## [WHAT TO WORK ON]
Read the records and write them out again exactly.

## [SUPPLIED RECORDS]
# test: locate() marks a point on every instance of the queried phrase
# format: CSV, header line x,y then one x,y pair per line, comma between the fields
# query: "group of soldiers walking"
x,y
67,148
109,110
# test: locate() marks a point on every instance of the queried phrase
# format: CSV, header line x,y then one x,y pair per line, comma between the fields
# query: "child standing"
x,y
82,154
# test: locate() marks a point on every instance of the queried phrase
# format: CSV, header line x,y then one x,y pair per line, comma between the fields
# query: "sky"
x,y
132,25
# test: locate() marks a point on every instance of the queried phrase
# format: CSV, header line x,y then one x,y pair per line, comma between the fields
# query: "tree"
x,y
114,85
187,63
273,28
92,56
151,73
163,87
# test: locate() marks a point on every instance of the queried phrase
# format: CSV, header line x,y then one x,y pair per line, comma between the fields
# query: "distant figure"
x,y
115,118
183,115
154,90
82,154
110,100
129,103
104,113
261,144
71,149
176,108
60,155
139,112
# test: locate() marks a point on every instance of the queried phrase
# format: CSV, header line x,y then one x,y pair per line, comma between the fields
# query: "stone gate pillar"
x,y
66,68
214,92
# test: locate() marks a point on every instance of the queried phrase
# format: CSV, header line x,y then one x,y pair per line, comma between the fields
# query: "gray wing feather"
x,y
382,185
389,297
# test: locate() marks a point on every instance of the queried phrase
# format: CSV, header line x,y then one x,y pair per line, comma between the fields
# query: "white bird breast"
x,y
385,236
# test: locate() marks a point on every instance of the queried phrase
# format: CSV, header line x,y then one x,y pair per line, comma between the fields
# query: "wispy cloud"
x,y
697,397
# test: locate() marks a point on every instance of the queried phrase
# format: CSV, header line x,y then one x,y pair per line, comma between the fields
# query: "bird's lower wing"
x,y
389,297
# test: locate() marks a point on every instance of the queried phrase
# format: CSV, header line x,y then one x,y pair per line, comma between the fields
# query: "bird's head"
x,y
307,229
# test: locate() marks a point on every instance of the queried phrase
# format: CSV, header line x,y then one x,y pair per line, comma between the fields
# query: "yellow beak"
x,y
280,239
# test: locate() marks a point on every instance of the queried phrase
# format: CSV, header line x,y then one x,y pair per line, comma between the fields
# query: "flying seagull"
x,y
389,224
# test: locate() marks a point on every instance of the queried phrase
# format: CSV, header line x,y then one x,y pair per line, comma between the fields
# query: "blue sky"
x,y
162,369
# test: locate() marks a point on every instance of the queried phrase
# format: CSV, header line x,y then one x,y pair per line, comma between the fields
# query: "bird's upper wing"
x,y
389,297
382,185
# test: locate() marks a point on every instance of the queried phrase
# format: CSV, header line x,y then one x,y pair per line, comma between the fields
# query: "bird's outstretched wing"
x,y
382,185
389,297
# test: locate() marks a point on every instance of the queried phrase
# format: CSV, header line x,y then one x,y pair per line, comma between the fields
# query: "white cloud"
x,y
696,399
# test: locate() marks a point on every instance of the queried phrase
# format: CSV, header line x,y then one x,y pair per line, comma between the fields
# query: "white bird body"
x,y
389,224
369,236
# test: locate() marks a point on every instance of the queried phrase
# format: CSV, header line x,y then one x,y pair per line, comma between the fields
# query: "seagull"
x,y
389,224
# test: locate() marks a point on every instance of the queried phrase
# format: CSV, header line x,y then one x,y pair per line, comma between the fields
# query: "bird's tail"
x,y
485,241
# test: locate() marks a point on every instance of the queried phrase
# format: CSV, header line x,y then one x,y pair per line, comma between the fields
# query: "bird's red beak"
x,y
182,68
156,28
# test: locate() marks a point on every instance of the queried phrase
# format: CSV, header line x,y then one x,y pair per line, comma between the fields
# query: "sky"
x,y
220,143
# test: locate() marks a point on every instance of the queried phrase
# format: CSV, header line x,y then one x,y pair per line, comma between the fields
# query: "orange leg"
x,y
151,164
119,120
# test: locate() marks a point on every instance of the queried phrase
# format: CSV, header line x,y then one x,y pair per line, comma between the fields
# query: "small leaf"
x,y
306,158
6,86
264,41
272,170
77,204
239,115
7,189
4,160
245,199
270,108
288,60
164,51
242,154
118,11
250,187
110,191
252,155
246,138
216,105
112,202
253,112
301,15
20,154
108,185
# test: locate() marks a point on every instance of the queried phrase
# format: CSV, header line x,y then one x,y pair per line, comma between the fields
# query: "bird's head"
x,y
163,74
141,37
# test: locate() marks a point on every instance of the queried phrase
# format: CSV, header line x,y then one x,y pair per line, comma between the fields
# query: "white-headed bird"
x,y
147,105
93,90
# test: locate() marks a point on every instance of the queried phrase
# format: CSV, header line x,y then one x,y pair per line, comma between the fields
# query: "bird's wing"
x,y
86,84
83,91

## [EXERCISE OUTPUT]
# test: locate() marks a point on every instance of the queried phrase
# format: CSV, header line x,y then one x,y pair per line, comma between the fields
# query: "group of soldiers walking"
x,y
67,148
109,110
# test: locate() marks a point on every instance of the queried phrase
# format: CSV, header line x,y then one x,y pair per line, comma between the fields
# query: "child standing"
x,y
82,154
# test: locate() marks a point on every instance of the queried phrase
# format: CSV, header line x,y then one x,y pair per line, comma between the fields
# query: "sky"
x,y
132,25
# test: locate() marks a point on every instance of the queried phrase
# format: CSV, header line x,y then one x,y pair per line, comma between the fields
# query: "tree"
x,y
114,85
187,63
273,28
92,56
151,73
163,87
# test: locate() marks a point on every instance of the queried phrase
# format: CSV, header line x,y then one x,y pair per line, comma between the fields
# query: "distant figure"
x,y
115,118
183,115
154,90
82,154
110,100
129,103
104,113
261,144
71,149
176,108
60,155
139,112
# test: locate() marks a point on every instance of the queried phrase
# format: CSV, header line x,y then one x,y pair per line, comma between the fields
# query: "stone gate pillar"
x,y
66,68
214,92
# test: locate() marks a point on every instance of the queried phrase
# format: CSV, header line x,y then one x,y pair per line, comma between the fields
# query: "gray wing feather"
x,y
382,185
389,297
# test: locate() marks a point on every instance of the queried phrase
# format: CSV, header line x,y then one x,y pair per line, comma between the fields
# query: "white bird breast"
x,y
385,236
# test: locate() marks a point on every instance of the queried phrase
# format: CSV, header line x,y then one x,y pair per line, comma between the fields
# query: "wispy cloud"
x,y
697,397
# test: locate() marks a point on every instance of the queried phrase
# format: CSV, header line x,y then one x,y pair per line, comma between the fields
# query: "bird's lower wing"
x,y
389,297
# test: locate() marks a point on every instance of the queried phrase
# format: CSV, header line x,y then one x,y pair per line, comma between the fields
# query: "bird's head"
x,y
307,229
# test: locate() marks a point on every instance of the queried phrase
# format: CSV, header line x,y then one x,y pair per line, comma between the fields
# query: "yellow beak"
x,y
280,239
# test: locate() marks a point on every instance of the queried phrase
# format: CSV, header line x,y then one x,y pair per line, comma between the fields
# query: "flying seagull"
x,y
389,224
# test: locate() marks a point on every instance of the queried phrase
# format: CSV, header line x,y then one x,y pair per line, comma between the fields
# query: "blue sky"
x,y
162,369
# test: locate() marks a point on every instance of the queried phrase
# format: CSV, header line x,y then one x,y pair per line, comma between the fields
# query: "bird's upper wing"
x,y
389,297
382,185
# test: locate() marks a point on every instance of the queried phrase
# format: CSV, header line x,y then one x,y pair per line, comma between the fields
# query: "bird's outstretched wing"
x,y
382,185
389,297
# test: locate() marks a point on every instance of the queried phrase
# format: CSV, header line x,y then one x,y pair per line, comma between the fields
# query: "white cloud"
x,y
696,399
# test: locate() marks a point on every instance of the queried phrase
# format: CSV, header line x,y then one x,y pair per line, comma between the fields
# query: "white bird body"
x,y
389,224
369,236
# test: locate() marks a point on every instance of the queried phrase
# format: CSV, header line x,y then one x,y pair per line, comma between the fields
# query: "seagull"
x,y
389,224
# test: locate() marks a point on every instance of the queried phrase
# format: CSV, header line x,y then one x,y pair per line, comma between the fields
# query: "bird's tail"
x,y
485,241
# test: locate() marks a point on every instance of the queried phrase
# format: CSV, header line x,y then one x,y pair per line, comma between the fields
# query: "bird's red beak"
x,y
182,68
156,28
# test: locate() marks a point on every instance of the queried phrase
# format: CSV, header line x,y then one x,y pair per line, comma between the fields
# query: "sky"
x,y
220,143
# test: locate() marks a point on every instance of the queried phrase
# format: CSV, header line x,y then one x,y pair per line, comma between the fields
# query: "orange leg"
x,y
151,164
119,120
# test: locate() marks a point on every instance of the queried phrase
# format: CSV, header line x,y then one x,y pair per line, comma between the fields
# query: "small leaf"
x,y
306,158
6,86
264,41
272,170
77,204
239,115
7,189
4,160
245,199
270,108
288,60
164,51
242,154
118,11
250,187
110,191
252,155
246,138
216,105
112,202
253,112
301,15
20,154
108,185
# test: locate() marks a point on every instance of the queried phrase
# format: CSV, header line x,y then one x,y pair per line, comma between the fields
# query: "bird's head"
x,y
163,74
141,37
# test: locate() marks a point on every instance of the queried phrase
# format: CSV, header line x,y then one x,y pair per line, comma between the fields
# query: "white-headed bird"
x,y
147,105
93,90
# test: locate() marks a point on every instance of the queried phrase
# format: CSV, header line x,y then one x,y pair per line, comma between the fields
# query: "bird's wing"
x,y
86,84
83,91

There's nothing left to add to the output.